• **EXERCISE INSTRUCTIONS**:
Reading the records below, count the lines in which the string "white" appears; write the number only.

'''

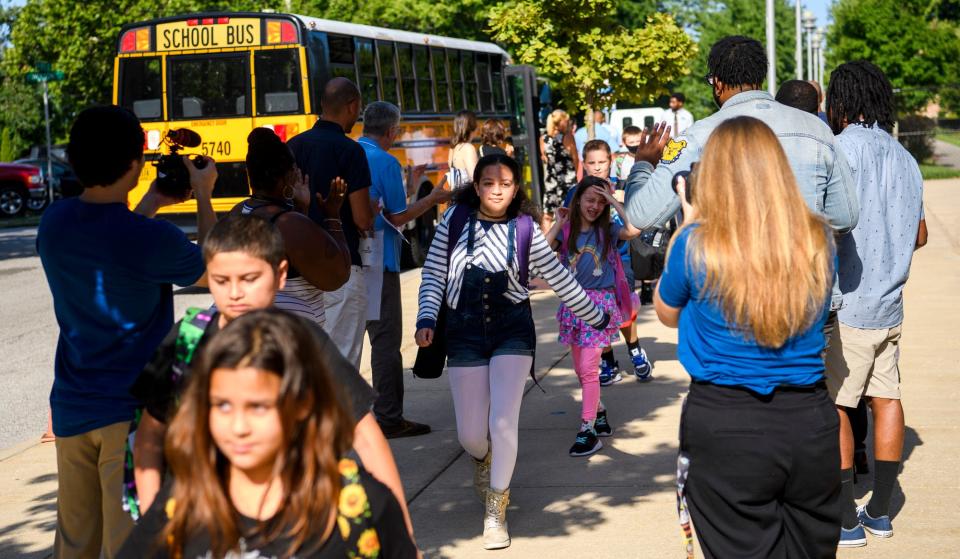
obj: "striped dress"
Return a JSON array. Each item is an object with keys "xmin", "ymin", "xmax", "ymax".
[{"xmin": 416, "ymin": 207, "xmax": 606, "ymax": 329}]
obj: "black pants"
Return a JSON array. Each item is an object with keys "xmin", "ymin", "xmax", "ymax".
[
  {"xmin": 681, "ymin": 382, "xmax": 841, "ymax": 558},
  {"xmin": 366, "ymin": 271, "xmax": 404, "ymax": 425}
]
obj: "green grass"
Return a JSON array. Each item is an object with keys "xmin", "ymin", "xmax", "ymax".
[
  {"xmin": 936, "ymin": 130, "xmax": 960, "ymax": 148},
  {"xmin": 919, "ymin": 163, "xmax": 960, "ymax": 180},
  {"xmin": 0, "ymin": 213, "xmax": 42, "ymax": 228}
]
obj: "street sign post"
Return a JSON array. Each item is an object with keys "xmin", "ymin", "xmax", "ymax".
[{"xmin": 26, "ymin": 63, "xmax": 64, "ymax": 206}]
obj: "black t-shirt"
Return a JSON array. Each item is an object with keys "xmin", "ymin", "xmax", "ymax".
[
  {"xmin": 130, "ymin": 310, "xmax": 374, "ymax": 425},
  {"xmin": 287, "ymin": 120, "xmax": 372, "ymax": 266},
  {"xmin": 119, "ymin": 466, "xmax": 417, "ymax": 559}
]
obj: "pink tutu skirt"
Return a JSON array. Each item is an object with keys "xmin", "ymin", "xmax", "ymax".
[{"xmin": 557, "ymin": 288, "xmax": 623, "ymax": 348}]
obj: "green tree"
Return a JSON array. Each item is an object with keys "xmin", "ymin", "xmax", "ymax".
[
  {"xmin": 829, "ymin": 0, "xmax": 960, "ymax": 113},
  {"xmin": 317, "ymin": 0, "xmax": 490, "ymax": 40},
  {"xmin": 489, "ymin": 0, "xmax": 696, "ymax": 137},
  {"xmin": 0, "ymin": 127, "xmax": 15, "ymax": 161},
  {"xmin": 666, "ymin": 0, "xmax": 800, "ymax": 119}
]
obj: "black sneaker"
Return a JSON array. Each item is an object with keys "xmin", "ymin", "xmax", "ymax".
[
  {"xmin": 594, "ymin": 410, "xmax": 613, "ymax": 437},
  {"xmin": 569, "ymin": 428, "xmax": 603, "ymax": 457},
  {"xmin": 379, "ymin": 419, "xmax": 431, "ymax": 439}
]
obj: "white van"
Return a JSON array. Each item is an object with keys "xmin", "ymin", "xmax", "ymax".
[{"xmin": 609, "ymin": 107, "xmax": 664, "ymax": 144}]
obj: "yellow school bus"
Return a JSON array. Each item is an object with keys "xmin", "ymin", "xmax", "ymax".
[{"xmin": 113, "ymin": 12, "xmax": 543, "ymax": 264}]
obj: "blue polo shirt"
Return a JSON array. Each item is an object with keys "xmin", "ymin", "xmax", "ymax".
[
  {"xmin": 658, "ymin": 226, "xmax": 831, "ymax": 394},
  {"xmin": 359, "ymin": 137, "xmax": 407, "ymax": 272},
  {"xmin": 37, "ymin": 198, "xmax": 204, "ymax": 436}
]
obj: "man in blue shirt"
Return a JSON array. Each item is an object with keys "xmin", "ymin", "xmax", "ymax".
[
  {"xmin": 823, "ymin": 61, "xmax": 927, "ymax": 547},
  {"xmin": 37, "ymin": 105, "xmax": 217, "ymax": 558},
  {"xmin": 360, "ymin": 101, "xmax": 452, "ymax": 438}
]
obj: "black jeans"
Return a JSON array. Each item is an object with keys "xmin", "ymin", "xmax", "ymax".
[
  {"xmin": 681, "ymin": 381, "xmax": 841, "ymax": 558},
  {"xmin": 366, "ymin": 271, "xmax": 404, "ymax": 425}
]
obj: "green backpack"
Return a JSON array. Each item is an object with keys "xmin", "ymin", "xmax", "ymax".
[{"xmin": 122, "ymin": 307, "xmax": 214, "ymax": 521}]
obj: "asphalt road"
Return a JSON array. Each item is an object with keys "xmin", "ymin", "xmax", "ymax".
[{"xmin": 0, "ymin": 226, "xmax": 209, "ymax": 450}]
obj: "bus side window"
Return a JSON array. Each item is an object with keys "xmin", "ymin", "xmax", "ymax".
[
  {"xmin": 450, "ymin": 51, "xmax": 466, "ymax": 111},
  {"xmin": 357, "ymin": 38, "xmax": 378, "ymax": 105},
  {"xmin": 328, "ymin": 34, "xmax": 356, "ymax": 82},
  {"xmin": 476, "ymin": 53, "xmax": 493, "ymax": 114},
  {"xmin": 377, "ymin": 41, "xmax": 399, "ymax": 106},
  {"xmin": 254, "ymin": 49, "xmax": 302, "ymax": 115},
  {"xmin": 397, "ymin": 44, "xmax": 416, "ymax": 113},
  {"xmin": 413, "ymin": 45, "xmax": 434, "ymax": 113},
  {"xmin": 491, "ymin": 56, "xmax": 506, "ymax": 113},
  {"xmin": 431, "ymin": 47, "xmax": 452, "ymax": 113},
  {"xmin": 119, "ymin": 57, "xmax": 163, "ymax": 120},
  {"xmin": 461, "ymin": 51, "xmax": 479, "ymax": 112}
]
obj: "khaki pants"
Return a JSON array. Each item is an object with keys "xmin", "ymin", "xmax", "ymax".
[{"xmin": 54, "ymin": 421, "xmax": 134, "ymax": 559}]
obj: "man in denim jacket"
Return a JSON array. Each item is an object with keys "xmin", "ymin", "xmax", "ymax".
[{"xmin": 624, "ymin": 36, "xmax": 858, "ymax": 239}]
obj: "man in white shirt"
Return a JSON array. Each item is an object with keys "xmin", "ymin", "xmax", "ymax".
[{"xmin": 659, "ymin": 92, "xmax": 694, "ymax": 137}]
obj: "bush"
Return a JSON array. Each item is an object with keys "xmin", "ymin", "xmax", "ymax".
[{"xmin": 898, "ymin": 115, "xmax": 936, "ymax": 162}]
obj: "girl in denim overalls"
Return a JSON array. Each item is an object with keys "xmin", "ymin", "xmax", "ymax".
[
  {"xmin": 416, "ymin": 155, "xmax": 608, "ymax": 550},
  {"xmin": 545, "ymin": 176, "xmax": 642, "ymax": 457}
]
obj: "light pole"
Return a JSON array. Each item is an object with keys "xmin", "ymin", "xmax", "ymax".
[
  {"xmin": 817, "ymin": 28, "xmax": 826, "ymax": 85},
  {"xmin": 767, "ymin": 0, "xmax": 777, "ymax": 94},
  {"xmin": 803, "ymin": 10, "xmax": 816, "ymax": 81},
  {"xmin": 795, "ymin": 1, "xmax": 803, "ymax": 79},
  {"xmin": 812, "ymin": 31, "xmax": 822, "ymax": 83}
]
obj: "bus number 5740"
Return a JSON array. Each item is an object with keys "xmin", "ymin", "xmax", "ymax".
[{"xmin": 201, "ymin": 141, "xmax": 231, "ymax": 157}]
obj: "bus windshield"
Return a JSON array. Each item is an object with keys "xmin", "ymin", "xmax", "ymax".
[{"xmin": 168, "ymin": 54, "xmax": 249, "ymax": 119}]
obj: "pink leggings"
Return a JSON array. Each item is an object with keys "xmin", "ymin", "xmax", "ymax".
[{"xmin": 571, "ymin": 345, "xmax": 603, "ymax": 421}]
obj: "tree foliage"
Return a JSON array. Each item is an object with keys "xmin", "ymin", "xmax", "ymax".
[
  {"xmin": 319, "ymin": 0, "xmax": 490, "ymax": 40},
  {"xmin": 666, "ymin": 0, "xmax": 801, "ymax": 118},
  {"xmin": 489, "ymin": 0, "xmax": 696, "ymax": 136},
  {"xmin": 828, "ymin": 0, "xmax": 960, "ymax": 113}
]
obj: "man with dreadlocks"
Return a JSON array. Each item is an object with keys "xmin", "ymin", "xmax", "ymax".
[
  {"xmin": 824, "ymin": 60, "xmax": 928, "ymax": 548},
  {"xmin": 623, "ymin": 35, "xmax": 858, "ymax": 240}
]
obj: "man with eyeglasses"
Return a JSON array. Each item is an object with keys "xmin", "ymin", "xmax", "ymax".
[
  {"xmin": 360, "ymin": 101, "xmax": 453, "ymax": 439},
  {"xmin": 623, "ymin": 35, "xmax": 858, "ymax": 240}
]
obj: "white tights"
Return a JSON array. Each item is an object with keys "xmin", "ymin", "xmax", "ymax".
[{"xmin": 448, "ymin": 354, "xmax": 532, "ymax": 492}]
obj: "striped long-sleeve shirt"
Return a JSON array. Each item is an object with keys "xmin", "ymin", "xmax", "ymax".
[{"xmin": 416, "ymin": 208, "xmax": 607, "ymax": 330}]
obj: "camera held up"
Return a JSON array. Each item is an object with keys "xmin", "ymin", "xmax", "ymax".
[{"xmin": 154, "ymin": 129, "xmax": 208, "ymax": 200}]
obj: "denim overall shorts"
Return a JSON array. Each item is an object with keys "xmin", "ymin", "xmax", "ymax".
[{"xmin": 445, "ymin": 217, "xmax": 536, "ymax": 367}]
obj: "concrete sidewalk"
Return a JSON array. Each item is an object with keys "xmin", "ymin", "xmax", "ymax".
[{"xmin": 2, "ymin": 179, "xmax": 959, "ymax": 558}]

'''

• **TASK RESULT**:
3